Records from a dataset
◆ ◆ ◆ ◆ ◆ ◆ ◆

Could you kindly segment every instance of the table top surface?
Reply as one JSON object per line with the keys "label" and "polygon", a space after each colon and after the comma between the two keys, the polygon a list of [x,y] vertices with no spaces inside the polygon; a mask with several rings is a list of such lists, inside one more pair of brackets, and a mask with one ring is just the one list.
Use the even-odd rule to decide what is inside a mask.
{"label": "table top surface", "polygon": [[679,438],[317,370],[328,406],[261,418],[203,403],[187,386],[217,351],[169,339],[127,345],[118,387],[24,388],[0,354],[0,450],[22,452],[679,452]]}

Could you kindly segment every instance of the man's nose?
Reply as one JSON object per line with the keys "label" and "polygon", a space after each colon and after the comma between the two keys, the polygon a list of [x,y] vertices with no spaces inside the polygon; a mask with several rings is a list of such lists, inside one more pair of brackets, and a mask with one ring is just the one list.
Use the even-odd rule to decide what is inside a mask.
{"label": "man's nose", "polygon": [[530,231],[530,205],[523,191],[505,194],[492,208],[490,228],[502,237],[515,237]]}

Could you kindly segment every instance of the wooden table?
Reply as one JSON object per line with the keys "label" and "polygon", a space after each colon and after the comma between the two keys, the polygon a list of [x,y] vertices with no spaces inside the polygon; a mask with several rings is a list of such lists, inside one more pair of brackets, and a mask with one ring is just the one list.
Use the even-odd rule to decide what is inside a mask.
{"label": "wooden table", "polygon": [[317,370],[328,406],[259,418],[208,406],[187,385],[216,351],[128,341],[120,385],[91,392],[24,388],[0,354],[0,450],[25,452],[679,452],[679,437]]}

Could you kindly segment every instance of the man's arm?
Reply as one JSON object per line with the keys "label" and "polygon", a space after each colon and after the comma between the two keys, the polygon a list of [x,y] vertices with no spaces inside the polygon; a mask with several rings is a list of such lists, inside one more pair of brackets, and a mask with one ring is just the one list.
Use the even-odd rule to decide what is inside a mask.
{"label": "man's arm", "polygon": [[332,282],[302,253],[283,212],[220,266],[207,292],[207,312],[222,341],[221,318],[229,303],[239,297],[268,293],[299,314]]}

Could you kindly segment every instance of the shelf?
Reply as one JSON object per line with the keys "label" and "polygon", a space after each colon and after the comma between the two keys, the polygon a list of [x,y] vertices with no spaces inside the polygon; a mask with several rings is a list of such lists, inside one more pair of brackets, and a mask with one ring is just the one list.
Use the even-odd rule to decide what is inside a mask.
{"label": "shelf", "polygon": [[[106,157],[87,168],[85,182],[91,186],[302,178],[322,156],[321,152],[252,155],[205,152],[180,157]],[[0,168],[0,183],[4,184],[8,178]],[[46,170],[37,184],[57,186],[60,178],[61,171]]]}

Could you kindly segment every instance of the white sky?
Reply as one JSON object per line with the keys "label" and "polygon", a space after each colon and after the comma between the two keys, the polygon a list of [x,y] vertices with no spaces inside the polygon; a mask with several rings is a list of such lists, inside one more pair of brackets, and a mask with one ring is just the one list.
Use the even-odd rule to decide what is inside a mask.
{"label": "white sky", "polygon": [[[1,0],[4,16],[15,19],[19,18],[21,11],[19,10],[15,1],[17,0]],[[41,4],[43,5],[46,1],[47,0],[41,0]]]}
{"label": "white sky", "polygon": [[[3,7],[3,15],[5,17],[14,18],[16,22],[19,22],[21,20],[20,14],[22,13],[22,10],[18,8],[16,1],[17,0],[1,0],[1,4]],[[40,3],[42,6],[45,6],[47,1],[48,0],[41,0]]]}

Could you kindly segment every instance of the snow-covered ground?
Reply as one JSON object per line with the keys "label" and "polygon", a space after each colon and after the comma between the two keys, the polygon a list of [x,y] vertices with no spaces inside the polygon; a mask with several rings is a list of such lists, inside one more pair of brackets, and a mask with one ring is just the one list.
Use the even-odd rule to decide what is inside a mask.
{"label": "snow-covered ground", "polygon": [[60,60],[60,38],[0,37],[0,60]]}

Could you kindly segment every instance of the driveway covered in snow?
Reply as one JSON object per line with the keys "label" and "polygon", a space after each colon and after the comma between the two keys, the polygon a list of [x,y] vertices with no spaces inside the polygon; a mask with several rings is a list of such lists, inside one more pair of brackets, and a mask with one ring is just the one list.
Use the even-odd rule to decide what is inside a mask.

◆ ◆ ◆ ◆ ◆ ◆ ◆

### [Exercise directions]
Could you repeat every one of the lines above, word for word?

### [Response]
Could you kindly segment every instance of the table top surface?
Reply as one JSON object per line with the keys "label" and "polygon", a space after each colon and after the comma between the two keys, the polygon a list of [x,y] vertices with no spaces inside the polygon; a mask with several rings is a list of such lists, inside one more pair of brackets, and a mask with one ring is just the one list.
Use the even-odd rule to decide what is inside a mask.
{"label": "table top surface", "polygon": [[679,438],[317,370],[328,406],[261,418],[203,403],[187,386],[217,351],[169,339],[127,345],[118,387],[24,388],[0,354],[0,450],[22,452],[679,452]]}

Could you kindly segment every instance of the man's nose?
Reply as one JSON object per line with the keys "label" and "polygon", a space after each colon and after the comma between the two keys, the polygon a list of [x,y] vertices with no spaces inside the polygon; a mask with several rings is a list of such lists, inside one more pair of brackets, and a mask with one ring is just the one list.
Use the even-odd rule to decide what is inside a mask.
{"label": "man's nose", "polygon": [[530,231],[530,205],[523,191],[505,194],[492,208],[490,228],[502,237],[515,237]]}

Could you kindly segment every instance of the wooden table?
Reply as one JSON object per line with the keys "label" and "polygon", a space after each colon and after the comma between the two keys, the polygon a list of [x,y] vertices with no spaces inside the polygon; a mask with several rings is a list of such lists, inside one more pair of brackets, and a mask with one ring is just the one list.
Use the even-odd rule to decide what is inside a mask.
{"label": "wooden table", "polygon": [[317,370],[328,406],[259,418],[208,406],[187,385],[216,351],[128,341],[120,385],[91,392],[24,388],[0,354],[0,450],[25,452],[679,452],[679,437]]}

Could you kindly segment every instance of the man's arm?
Reply as one JSON object per line with the keys "label" and "polygon", a space after each colon and after the comma between the two keys, the polygon a list of [x,y] vertices with no spaces inside the polygon; a mask with several rings is a list of such lists, inside one more pair of brackets, and a mask with one ring is just the one list.
Use the even-odd rule to decide what is inside a mask.
{"label": "man's arm", "polygon": [[332,282],[302,253],[283,212],[220,266],[207,292],[207,312],[222,341],[221,318],[229,303],[239,297],[268,293],[299,314]]}

Could you kindly segment every instance of the shelf?
Reply as one JSON object per line with the keys "label" and "polygon", a space after each colon and after the comma between the two keys, the polygon a list of [x,y] vertices with no spaces inside the polygon; a mask with several rings is a list of such lists, inside one more pair of brackets, and a mask with one ring is just the one list.
Use the even-odd rule to decide what is inside a mask.
{"label": "shelf", "polygon": [[[106,157],[87,168],[85,182],[91,186],[302,178],[322,156],[321,152],[252,155],[205,152],[180,157]],[[0,168],[0,183],[4,184],[8,178]],[[46,170],[37,184],[57,186],[60,178],[61,171]]]}

Could you kindly segment every instance of the white sky?
Reply as one JSON object per line with the keys "label" and "polygon", a space after each colon and after the comma between the two keys, the polygon a list of [x,y] vertices with no spaces inside the polygon; a mask with several rings is a list of such lists, inside one more pair of brackets, and a mask with one ring is just the one list.
Use the even-odd rule to decide what is inside a mask.
{"label": "white sky", "polygon": [[[1,0],[4,16],[15,19],[19,18],[21,11],[19,10],[15,1],[17,0]],[[41,4],[43,5],[46,1],[47,0],[41,0]]]}
{"label": "white sky", "polygon": [[[3,7],[3,15],[5,17],[14,18],[16,22],[19,22],[21,20],[20,14],[22,13],[22,10],[18,8],[16,1],[17,0],[1,0],[1,4]],[[40,3],[42,6],[45,6],[47,1],[48,0],[41,0]]]}

Could you kindly segment every instance of the snow-covered ground?
Reply as one JSON object per line with the keys "label" and "polygon", a space after each colon and after the comma between the two keys, the polygon a list of [x,y] vertices with no spaces inside the polygon; a mask with several rings is a list of such lists, inside one more pair of brackets, and a mask with one ring is just the one list.
Use the even-odd rule to decide what is inside a mask.
{"label": "snow-covered ground", "polygon": [[60,60],[60,38],[0,37],[0,60]]}

Could you kindly segment every instance of the driveway covered in snow?
Reply as one JSON object per line with the keys "label" and "polygon", a space after each colon and after the comma between the two keys, the polygon a list of [x,y] vertices with no spaces inside the polygon; a mask with several rings is a list of such lists, inside one more pair of brackets, and a mask with one ring is just the one list.
Use the even-odd rule to decide what is inside a mask.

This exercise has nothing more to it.